Provided text:
+ + + + +
The Gymnotiformes are an order of teleost bony fishes commonly known as Neotropical knifefish or South American knifefish, which inhabit fresh water (the only exceptions are species that occasionally may visit brackish water to feed). These mostly nocturnal fish have long bodies and swim using undulations of their elongated anal fin. They are electric fish, are capable of producing electric fields for various purposes, such as detecting prey, for navigation, communication, and, in the case of the electric eels (Electrophorus spp.), attack and defense. A few species are familiar to the aquarium trade, such as the black ghost knifefish (Apteronotus albifrons), the glass knifefish (Eigenmannia virescens), and the banded knifefish (Gymnotus carapo).

Description

Gymnotiformes are generally slender fish with narrow bodies and tapering tails, hence the common name of "knifefishes". They have neither pelvic fins nor dorsal fins, but do possess greatly elongated anal fins that stretch along almost the entire underside of their bodies. The fish swim by rippling this fin, keeping their bodies rigid. This means of propulsion allows them to move backwards as easily as they move forward.

The caudal fin is absent, or in the ghost knifefish (Apteronotidae), greatly reduced. The gill opening is restricted. The anal opening is under the head or the pectoral fins.

Most gymnotiforms are weakly electric, capable of active electrolocation but not of delivering shocks. The electric eels, genus Electrophorus, are strongly electric; despite the superficial resemblance, they are not closely related to the true eels of order Anguilliformes.
+ + + + +
(Dataset entries)

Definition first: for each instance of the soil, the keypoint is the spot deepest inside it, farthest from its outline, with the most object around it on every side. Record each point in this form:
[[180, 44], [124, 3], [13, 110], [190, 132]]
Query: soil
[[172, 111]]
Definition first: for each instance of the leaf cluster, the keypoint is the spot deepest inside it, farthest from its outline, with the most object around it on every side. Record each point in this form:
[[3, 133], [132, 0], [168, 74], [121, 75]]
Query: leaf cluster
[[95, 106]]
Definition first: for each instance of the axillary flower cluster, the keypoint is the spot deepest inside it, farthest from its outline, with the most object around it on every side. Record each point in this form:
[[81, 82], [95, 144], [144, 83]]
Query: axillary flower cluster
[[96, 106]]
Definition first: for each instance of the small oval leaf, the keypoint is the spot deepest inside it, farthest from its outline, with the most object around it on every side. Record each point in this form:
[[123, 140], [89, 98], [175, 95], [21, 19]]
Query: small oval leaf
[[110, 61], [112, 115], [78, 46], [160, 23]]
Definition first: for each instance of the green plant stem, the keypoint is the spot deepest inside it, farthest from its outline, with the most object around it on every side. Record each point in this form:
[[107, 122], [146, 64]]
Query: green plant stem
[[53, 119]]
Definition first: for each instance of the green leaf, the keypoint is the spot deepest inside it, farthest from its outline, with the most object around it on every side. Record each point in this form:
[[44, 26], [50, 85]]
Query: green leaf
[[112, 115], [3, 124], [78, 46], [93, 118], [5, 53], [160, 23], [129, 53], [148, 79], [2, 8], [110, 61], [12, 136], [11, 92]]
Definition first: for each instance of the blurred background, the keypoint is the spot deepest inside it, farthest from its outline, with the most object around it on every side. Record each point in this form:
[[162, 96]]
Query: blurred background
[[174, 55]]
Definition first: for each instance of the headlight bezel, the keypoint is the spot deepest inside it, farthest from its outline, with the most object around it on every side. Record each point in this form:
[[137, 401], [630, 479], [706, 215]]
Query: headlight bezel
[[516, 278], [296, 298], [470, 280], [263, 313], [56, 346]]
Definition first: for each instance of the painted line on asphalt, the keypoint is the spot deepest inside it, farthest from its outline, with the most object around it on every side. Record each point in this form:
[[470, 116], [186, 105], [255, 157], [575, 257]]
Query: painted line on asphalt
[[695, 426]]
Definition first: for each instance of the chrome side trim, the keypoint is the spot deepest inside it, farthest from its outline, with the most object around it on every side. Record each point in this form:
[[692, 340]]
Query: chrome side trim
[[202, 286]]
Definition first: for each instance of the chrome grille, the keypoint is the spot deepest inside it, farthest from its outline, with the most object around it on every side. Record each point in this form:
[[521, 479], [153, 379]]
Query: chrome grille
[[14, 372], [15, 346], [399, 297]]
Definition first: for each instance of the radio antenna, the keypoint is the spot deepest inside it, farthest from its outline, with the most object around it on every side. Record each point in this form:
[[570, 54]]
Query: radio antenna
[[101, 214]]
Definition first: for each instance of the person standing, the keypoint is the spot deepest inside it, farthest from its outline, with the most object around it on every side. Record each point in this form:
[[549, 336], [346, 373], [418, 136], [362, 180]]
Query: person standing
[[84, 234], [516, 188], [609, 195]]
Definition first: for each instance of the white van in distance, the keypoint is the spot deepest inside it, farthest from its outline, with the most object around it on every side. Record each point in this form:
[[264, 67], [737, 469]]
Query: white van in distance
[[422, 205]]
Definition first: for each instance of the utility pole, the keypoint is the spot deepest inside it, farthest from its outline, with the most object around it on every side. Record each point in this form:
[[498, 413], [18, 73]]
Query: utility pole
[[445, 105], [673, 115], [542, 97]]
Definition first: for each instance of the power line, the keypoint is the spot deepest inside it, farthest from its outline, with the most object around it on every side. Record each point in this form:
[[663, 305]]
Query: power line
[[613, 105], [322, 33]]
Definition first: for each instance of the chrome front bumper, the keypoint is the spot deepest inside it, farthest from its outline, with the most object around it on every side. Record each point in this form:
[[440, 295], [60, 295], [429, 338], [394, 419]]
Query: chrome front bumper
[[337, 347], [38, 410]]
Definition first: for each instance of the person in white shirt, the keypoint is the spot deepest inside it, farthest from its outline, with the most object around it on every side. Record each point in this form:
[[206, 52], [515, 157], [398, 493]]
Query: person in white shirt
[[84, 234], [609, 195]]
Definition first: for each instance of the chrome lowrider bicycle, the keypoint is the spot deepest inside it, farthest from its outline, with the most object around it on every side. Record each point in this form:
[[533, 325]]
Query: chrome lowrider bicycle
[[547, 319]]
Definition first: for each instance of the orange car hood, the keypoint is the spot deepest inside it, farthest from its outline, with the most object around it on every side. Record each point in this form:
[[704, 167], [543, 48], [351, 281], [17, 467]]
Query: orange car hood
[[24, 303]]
+ + + + +
Aim of the task:
Carry on the Gymnotiformes text, picking up right after its final sentence.

Task response:
Locomotion

Ghost knifefish have approximately one hundred and fifty fin rays along its "ribbon-fin" (anal fin). These individual fin rays can be curved nearly twice the maximum recorded curvature for ray-finned fish fin rays during locomotion. These fin rays are curved into the direction of motion, indicating that the knifefish has active control of the fin ray curvature, and that this curvature is not the result of passive bending due to fluid loading. The forward movement is determined exclusively by the ribbon-fin and the contribution of the pectoral fins for forward movement was negligible. The body is kept relatively rigid and there is very little motion of the center of mass motion during locomotion compared to the body size of the fish. This undulating motion of the fin produced a system of linked vortex-tubes that were produced along the bottom edge of the fin. A jet was produced at an angle to the fin that was directly related to the vortex tubes, and this jet provides propulsion that moves the fish forward. The wave motion of the fin is similar to that of other marine creatures, such as the undulation of the body of an eel, however the wake vortex produced by the knifefish was found to be a reverse Kármán vortex. This type of vortex is also produced by some fish, such as trout, through the oscillations of their caudal fins. The speed at which the fish moved through the water had no correlation to the amplitude of its undulations, however it was directly related to the frequency of the waves generated.

Studies have shown that the natural angle between the body of the knifefish and its fin is essential for efficient forward motion, for if the anal fin was located directly underneath, then an upwards force would be generated with forward thrust, which would require an additional downwards force in order to maintain neutral buoyancy. By rolling they can generate a vertical thrust to quickly, and efficiently, ambush their prey.

The electric organs of most Gymnotiformes produce tiny discharges of just a few millivolts, far too weak to cause any harm to other fish. Instead, they are used to help navigate the environment, including locating their bottom-dwelling invertebrate prey.<!--Bullock page 37--> They may also be used to send signals between fish of the same species. Electric eels can also generate low-level fields, though have the namesake capability to produce much more powerful discharges to stun prey and predators. As this characteristic occurred after the prior loss of electroreception among the subclass Neopterygii after having been present in the common ancestor of vertebrates, the ampullary receptors of Gymnotiformes are not homologous with those of other jawed non-teleost species, such as the ampullae of Lorenzini in chondricthyans.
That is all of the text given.